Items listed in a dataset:

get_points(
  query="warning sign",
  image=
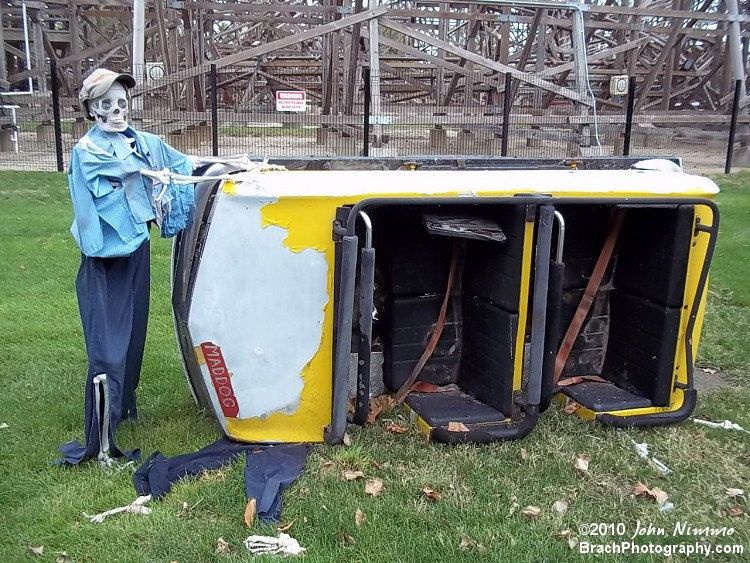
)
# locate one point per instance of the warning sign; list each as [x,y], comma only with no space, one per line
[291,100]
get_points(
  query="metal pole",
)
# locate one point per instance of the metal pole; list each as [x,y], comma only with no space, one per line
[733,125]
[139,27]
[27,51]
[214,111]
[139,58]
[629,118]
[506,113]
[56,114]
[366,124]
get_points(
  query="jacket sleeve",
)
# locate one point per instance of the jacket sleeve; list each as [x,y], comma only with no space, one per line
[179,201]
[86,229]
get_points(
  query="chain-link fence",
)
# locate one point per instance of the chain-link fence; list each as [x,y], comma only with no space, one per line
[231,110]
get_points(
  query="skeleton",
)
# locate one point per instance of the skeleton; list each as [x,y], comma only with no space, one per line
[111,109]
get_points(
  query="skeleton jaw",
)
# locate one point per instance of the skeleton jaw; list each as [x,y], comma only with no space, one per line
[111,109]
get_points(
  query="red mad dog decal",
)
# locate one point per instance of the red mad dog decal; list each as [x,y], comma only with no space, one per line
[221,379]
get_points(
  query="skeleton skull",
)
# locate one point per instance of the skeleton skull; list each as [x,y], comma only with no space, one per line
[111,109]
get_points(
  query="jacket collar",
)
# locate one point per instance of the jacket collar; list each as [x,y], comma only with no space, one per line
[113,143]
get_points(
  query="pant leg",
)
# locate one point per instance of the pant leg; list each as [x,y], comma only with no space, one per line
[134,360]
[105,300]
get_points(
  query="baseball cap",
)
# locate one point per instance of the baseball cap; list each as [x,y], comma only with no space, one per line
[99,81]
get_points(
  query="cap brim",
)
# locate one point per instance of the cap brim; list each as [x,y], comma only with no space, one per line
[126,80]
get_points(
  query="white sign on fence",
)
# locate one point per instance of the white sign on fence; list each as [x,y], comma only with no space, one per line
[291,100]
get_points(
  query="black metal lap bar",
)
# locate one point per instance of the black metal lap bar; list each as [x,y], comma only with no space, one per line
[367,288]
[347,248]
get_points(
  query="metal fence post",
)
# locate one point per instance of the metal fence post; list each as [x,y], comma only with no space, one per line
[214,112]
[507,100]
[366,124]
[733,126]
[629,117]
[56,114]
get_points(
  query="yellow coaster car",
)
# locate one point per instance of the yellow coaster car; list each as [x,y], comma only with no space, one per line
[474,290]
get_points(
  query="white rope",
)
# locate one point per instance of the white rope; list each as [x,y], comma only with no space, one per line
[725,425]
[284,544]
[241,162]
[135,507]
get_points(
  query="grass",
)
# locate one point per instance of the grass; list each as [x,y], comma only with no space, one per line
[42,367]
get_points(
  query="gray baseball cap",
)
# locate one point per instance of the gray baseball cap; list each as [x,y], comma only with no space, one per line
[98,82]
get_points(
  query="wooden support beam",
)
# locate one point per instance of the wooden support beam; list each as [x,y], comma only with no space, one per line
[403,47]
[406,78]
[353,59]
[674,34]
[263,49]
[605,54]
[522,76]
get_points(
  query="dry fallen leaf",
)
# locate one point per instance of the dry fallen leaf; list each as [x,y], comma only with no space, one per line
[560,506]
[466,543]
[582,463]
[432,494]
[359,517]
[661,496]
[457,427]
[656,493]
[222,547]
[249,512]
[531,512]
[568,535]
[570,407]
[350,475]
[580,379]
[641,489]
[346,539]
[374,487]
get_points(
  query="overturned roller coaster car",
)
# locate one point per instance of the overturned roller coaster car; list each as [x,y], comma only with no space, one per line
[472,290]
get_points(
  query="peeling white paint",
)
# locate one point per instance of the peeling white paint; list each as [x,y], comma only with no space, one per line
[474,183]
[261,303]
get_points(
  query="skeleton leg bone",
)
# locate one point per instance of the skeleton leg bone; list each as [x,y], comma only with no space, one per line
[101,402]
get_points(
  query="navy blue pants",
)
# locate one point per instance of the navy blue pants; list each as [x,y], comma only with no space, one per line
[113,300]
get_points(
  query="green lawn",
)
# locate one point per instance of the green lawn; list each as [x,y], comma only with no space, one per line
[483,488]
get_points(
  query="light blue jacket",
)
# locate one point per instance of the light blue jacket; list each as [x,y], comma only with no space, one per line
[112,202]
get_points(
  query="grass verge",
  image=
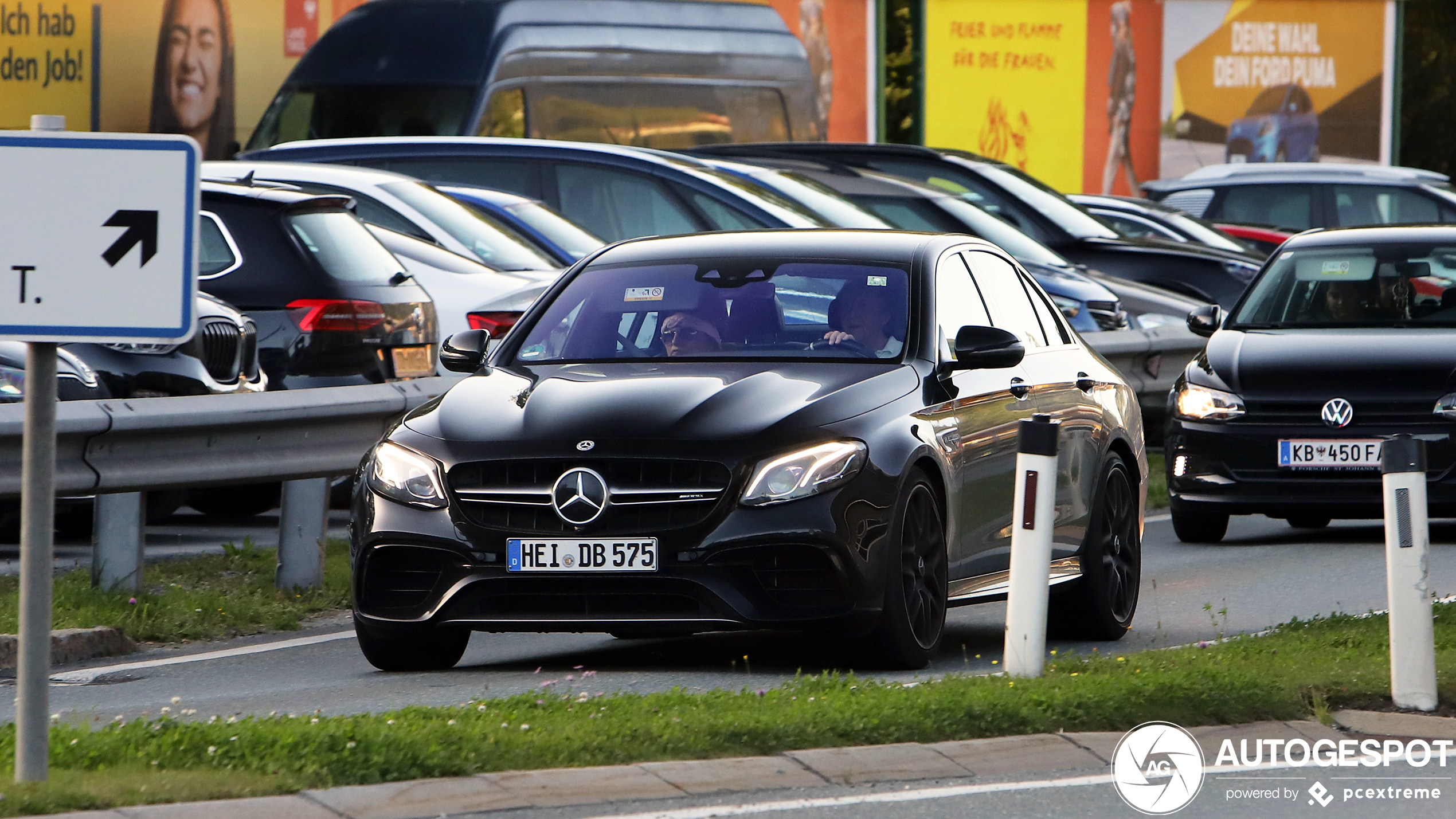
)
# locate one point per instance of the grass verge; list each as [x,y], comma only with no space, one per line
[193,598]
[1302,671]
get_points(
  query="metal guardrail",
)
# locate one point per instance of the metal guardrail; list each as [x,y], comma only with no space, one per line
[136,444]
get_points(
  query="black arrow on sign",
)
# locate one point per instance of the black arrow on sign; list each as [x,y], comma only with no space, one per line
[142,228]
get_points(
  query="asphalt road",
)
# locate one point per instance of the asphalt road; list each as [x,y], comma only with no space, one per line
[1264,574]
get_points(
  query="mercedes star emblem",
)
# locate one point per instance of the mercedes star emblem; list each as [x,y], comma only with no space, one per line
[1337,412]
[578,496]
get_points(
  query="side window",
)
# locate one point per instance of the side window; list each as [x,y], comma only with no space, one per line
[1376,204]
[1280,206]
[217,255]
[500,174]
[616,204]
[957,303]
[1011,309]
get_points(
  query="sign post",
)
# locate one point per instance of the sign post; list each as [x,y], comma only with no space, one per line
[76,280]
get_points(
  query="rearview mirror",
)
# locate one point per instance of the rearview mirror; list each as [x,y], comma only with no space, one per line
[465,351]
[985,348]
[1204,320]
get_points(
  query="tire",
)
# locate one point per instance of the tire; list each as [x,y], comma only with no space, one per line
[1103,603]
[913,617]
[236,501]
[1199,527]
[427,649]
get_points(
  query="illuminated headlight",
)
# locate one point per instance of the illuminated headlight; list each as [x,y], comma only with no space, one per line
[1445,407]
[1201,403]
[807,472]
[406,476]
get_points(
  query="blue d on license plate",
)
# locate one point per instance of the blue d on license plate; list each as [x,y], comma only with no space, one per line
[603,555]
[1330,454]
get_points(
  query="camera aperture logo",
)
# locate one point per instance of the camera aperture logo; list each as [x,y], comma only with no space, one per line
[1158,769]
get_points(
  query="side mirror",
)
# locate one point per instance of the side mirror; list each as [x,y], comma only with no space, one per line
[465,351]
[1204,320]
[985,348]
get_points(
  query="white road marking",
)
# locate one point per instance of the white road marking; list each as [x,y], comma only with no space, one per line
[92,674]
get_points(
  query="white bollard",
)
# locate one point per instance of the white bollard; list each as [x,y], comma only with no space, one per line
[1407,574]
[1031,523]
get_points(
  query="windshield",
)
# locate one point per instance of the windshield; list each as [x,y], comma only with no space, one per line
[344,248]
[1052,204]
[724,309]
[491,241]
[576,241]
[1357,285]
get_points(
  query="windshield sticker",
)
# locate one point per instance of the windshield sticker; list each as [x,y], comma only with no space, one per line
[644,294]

• Short exercise:
List every line in the material above that contains the string "window", matching case exactly.

• Solution to this task:
  query="side window",
# locate one point per instance of the side window; list each as [x,y], comma only with no space, one per line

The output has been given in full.